**INSTRUCTIONS TO FOLLOW**
Your reply must consist of the data below, reproduced character for character.

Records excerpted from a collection
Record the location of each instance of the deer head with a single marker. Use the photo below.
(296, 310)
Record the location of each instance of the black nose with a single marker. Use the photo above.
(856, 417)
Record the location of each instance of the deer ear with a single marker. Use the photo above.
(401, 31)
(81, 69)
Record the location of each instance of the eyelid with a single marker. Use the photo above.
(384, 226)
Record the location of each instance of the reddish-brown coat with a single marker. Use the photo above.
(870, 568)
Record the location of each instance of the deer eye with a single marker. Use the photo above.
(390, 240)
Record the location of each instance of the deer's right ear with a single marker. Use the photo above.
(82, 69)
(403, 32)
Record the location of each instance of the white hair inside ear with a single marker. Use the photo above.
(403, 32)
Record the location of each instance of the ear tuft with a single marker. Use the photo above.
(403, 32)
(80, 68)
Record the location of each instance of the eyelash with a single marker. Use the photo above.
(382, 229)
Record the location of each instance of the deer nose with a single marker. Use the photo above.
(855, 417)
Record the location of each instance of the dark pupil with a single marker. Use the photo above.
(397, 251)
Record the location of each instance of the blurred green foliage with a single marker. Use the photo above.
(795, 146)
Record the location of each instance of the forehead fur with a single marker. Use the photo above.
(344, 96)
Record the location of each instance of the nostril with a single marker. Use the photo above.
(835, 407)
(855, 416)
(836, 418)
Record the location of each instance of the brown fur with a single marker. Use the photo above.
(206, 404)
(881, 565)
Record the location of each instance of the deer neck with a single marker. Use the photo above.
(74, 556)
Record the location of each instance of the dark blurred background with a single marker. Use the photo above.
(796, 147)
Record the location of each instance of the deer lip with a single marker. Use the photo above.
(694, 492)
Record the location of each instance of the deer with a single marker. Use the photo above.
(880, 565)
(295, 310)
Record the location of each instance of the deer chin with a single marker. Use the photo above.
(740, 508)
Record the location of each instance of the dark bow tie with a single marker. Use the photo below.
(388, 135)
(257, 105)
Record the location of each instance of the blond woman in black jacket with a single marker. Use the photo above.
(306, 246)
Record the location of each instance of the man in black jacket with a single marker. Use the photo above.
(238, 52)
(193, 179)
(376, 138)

**EXERCISE OUTPUT**
Record the location of each instance of the deer head with a single marker. Use the photo below.
(296, 310)
Record the location of each instance of the black nose with a single marker. Use the photo above.
(856, 417)
Record the location of each instance of the deer ear with a single marker. Use the photo above.
(401, 31)
(81, 69)
Record the location of each instance of the eyelid with a single marker. Use the photo above.
(384, 226)
Record the location of each instance of the reddish-brown coat with a single marker. Use the photo above.
(870, 568)
Record the location of each instance of the deer eye with a single marker. Use the photo above.
(390, 240)
Record the location of each instance of the deer's right ear with a single marker. Use the photo above.
(82, 69)
(403, 32)
Record the location of each instance of the white hair inside ear with a single marker. Use the photo above.
(403, 32)
Record the location of each instance of the ear tuft with a single marker. Use the photo above.
(403, 32)
(80, 68)
Record the location of each instance of the eyelash with a single marker. Use the photo above.
(382, 229)
Record the location of each instance of the deer nose with a single marker. Use the photo above.
(855, 417)
Record the location of each instance of the dark pupil with a single marker. Use the photo above.
(397, 251)
Record the location of each instance of the blurred green foliage with a single marker. Use the photo above.
(795, 146)
Record the location of each instance of the forehead fur with a single marker. Use the photo above.
(344, 96)
Record the location of each instance of the nostril with a single marker. Use the photo above.
(835, 407)
(855, 416)
(836, 418)
Record the location of each instance of the brown fur with a single marker. Use the photo above.
(206, 404)
(881, 565)
Record the location of each instance of the deer neck with a single marker. Use the photo above.
(74, 556)
Record the location of each instance of the dark blurred background with a single marker. Use the photo above.
(796, 147)
Record the location of each instance of the deer lip with a single marker. Use the photo above.
(694, 492)
Record the location of each instance of the deer with a single marker. Use the photo above.
(880, 565)
(295, 310)
Record the location of each instance of the deer chin with a single marker. Use the photo above.
(740, 508)
Record the location of each instance of the dark bow tie with a single marker. Use the photo below.
(388, 135)
(257, 105)
Record the location of each instance of the blond woman in black jacket with a single marker. Use the photo above.
(306, 246)
Record the location of each instance of the man in black jacket with a single marker. Use the photo above.
(238, 52)
(193, 179)
(376, 138)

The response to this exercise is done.